PROBLEM TO SOLVE:
In the text on the North Wales castles, what shape are Caernarfon's towers, and how do they differ from those of the other three castles?

DOCUMENT:
____
Four UNESCO World Heritage castles — Conwy, Caernarfon, Harlech, and Beaumaris — Edward I's Iron Ring built in a single extraordinary decade from 1283

At a glance

North Wales has four UNESCO World Heritage castles — Conwy, Caernarfon, Harlech, and Beaumaris — all built between 1283 and 1295 as part of Edward I's Iron Ring designed by the military architect James of St George. Each offers a different experience: Caernarfon for scale and visual impact, Conwy for the complete walled-town ensemble, Harlech for its clifftop setting, Beaumaris for architectural perfection. A Cadw Explorer Pass provides multi-site entry at reduced cost.

Edward I's Iron Ring

The four castles of the Iron Ring were built in a single extraordinary decade following Edward I's conquest of Wales in 1282–83. Edward's military architect, James of St George — a Savoyard who had studied the most advanced contemporary fortress design in Europe before entering royal service — designed and supervised the construction of Conwy, Caernarfon, Harlech, and Beaumaris using techniques that represented the pinnacle of medieval military engineering. The scale of the undertaking was remarkable: at the height of the building programme in 1295, over 3,500 labourers and craftsmen were working simultaneously on the Welsh castles, drawn from across England and beyond.

Caernarfon was the centrepiece of the programme — built on the site of an earlier Norman motte, the castle's polygonal towers (in contrast to the round towers of the other castles) and banded masonry of light and dark stone were deliberately designed to impress as well as defend. The town walls enclosing the new English colonial town were built simultaneously, creating a fortified community that symbolised English settlement in a hostile landscape. The castle was the birthplace of Edward II in 1284 and the site of the investiture of Charles, Prince of Wales, in 1969 — its political symbolism has never been far from its physical presence.
____
DATASET EXCERPTS:
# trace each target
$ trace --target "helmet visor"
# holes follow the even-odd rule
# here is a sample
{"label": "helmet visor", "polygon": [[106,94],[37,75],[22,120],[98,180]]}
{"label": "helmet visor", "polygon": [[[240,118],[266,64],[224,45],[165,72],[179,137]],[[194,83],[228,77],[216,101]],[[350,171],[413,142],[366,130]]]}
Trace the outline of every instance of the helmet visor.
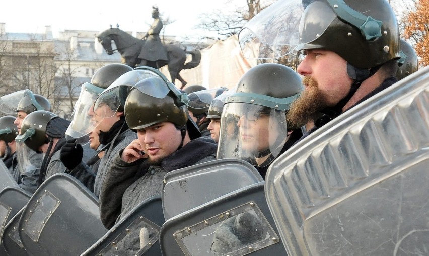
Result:
{"label": "helmet visor", "polygon": [[243,103],[224,106],[217,159],[238,158],[265,167],[287,141],[284,111]]}
{"label": "helmet visor", "polygon": [[6,115],[16,114],[18,103],[25,93],[25,90],[20,90],[0,97],[0,112]]}
{"label": "helmet visor", "polygon": [[82,85],[79,98],[73,109],[72,122],[65,131],[66,135],[81,138],[94,129],[96,123],[91,120],[92,107],[103,90],[89,82]]}
{"label": "helmet visor", "polygon": [[[136,88],[136,84],[139,81],[154,77],[159,77],[160,75],[156,73],[154,70],[146,68],[134,69],[119,76],[109,87],[106,88],[97,99],[94,106],[94,114],[102,118],[109,118],[113,116],[121,104],[123,104],[125,103],[126,96],[130,88]],[[166,80],[166,78],[165,79]],[[155,94],[160,96],[157,98],[163,98],[161,97],[160,95],[157,94],[162,94],[164,93],[162,92],[155,93],[151,93],[151,89],[152,91],[155,90],[147,88],[139,90],[145,93],[146,93],[143,91],[147,91],[148,94],[151,94],[151,95]],[[165,95],[166,95],[166,94]]]}
{"label": "helmet visor", "polygon": [[279,58],[298,44],[298,27],[304,11],[302,0],[279,0],[249,21],[238,34],[245,57]]}

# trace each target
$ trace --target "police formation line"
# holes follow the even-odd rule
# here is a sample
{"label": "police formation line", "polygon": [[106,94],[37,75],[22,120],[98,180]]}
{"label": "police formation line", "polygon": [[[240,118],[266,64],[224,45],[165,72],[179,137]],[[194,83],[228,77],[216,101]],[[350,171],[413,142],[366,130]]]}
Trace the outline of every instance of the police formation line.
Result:
{"label": "police formation line", "polygon": [[[387,1],[296,2],[273,4],[243,27],[239,39],[245,56],[254,54],[249,49],[255,47],[259,53],[253,57],[260,59],[301,51],[303,58],[296,71],[279,64],[260,64],[233,88],[194,85],[182,91],[157,69],[109,64],[82,86],[69,120],[52,112],[49,101],[30,90],[3,96],[0,153],[7,173],[4,174],[11,179],[4,185],[15,186],[24,199],[5,218],[2,253],[244,255],[276,246],[271,251],[275,254],[286,254],[286,241],[280,241],[264,197],[264,180],[272,164],[418,66],[412,47],[399,38]],[[297,10],[302,16],[295,23],[287,21]],[[297,28],[284,30],[287,22]],[[218,172],[210,173],[210,168]],[[246,170],[234,176],[229,168]],[[212,179],[206,187],[193,190],[192,181],[201,170]],[[55,189],[49,187],[49,182],[61,179],[68,181]],[[55,194],[57,189],[68,193],[72,189],[66,188],[72,185],[66,184],[80,189],[69,190],[68,196]],[[221,190],[227,184],[233,189],[210,190]],[[71,194],[76,200],[61,199]],[[181,198],[182,194],[186,196]],[[208,207],[204,203],[217,198],[220,202],[211,206],[227,207],[228,200],[241,194],[253,197],[250,200],[259,208],[243,203],[228,214],[213,216],[217,220],[207,218],[163,238],[174,220],[185,223],[193,216],[191,209]],[[80,196],[89,203],[80,203]],[[7,205],[2,199],[3,205]],[[145,215],[136,210],[149,211],[153,203],[157,214]],[[69,211],[61,210],[64,204]],[[27,209],[26,208],[32,209]],[[97,214],[88,213],[94,209]],[[89,214],[84,215],[88,219],[95,216],[97,227],[64,227],[81,212]],[[30,225],[38,215],[42,217]],[[144,221],[127,222],[136,216]],[[20,224],[12,227],[13,221]],[[53,241],[66,237],[61,229],[47,233],[58,225],[74,238]],[[23,231],[16,231],[14,241],[20,242],[14,247],[7,236],[16,233],[8,233],[8,228],[18,226]],[[118,235],[118,230],[123,232]],[[267,236],[272,238],[269,242],[257,242]],[[50,243],[43,244],[45,237],[51,238]],[[160,239],[169,245],[160,245]],[[109,245],[103,247],[105,242]]]}

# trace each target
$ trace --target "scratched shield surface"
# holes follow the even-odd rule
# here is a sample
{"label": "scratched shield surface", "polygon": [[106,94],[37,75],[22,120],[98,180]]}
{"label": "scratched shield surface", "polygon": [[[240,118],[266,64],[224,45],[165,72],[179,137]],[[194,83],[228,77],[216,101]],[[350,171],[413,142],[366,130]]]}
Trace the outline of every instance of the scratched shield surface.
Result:
{"label": "scratched shield surface", "polygon": [[429,254],[429,68],[273,163],[265,194],[291,255]]}

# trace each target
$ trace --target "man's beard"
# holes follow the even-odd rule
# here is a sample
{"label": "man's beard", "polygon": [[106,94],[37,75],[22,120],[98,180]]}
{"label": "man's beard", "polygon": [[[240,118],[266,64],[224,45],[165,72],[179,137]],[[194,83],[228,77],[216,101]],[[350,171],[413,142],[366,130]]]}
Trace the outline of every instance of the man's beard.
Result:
____
FULL SOLUTION:
Caernarfon's towers are polygonal, while the other castles have round towers.